> **Текст страницы**:
<<<<

Если к этому прибавить извечный квартирный вопрос и тот факт, что денежные накопления офицеров за время службы превратились в пыль, то не надо обладать большой фантазией, чтобы представить, с каким энтузиазмом офицеры и солдаты желали бы защищать президента в его борьбе с Верховным Советом и наоборот.
Неминуемое крупное сокращение офицерского корпуса, включая и генералов, которых в Советской армии накопилось едва ли не больше, чем в остальных армиях мира вместе взятых, порождало апатию, под покровом которой вызревала лихая мысль: не разогнать ли, пока не поздно, обе ветви власти и самостоятельно выступить врачевателем недугов, терзающих страну.
При всей своей лояльности к президенту генерал Грачев несколько раз даже в публичных выступлениях призывал политиков разного толка оставить армию в покое и не провоцировать ее навести тот порядок в стране, который она посчитает нужным.

>>>>

> **Описание задания**:
Выпишите все имена собственные из текста страницы выше в именительном падеже.

> **Извлечённые данные**:

<<<<

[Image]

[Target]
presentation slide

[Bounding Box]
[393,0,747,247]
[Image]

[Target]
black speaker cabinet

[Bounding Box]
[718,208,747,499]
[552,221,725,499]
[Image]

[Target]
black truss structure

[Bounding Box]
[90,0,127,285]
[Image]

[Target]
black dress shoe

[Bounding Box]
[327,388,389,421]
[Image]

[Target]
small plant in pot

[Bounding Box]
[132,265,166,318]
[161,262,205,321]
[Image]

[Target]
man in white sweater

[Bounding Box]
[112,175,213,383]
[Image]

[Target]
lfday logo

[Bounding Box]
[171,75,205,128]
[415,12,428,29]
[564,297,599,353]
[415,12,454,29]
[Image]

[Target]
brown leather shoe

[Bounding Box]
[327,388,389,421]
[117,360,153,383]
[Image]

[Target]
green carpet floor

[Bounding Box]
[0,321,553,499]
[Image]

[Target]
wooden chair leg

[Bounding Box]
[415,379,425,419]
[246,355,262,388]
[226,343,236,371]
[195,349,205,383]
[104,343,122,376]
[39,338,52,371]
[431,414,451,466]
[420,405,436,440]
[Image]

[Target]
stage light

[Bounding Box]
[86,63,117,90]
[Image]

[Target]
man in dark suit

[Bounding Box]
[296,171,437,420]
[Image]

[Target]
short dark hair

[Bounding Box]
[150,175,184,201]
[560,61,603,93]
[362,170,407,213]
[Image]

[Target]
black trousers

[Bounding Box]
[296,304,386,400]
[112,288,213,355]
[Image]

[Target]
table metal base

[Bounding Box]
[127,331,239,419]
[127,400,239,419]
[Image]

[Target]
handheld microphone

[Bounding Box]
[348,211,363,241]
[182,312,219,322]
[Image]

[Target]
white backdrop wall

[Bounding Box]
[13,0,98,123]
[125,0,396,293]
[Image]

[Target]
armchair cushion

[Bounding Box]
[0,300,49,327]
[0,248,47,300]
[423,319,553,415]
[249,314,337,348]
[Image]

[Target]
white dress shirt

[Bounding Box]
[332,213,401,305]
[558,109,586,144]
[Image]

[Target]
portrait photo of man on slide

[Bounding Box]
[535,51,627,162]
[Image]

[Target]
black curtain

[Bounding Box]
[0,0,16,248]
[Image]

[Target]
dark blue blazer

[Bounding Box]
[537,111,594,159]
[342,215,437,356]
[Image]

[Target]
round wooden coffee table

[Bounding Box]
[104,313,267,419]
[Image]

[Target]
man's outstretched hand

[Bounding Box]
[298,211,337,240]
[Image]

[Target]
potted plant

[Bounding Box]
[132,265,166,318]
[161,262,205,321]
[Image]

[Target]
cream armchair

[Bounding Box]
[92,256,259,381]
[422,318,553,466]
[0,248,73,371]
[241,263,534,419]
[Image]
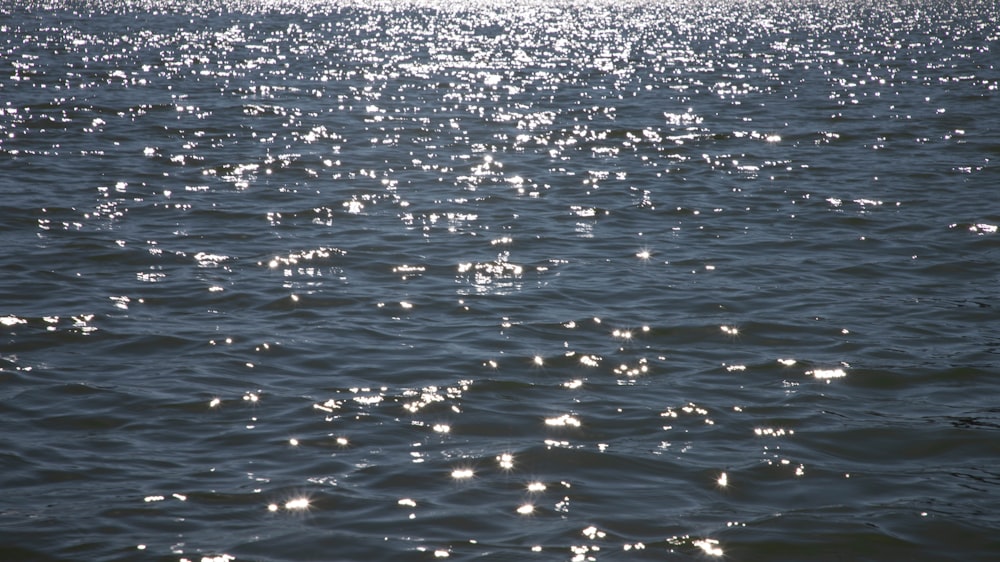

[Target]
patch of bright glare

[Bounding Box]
[806,369,847,379]
[545,414,580,427]
[497,453,514,470]
[285,498,309,510]
[693,539,722,556]
[528,476,545,492]
[451,468,476,480]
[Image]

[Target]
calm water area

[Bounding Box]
[0,0,1000,562]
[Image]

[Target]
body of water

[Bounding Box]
[0,0,1000,562]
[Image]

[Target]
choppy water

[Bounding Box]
[0,0,1000,561]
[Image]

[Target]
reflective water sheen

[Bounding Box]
[0,0,1000,561]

>>>>

> **Ответ к заданию**:
- Верховный Совет
- Советская армия
- Грачев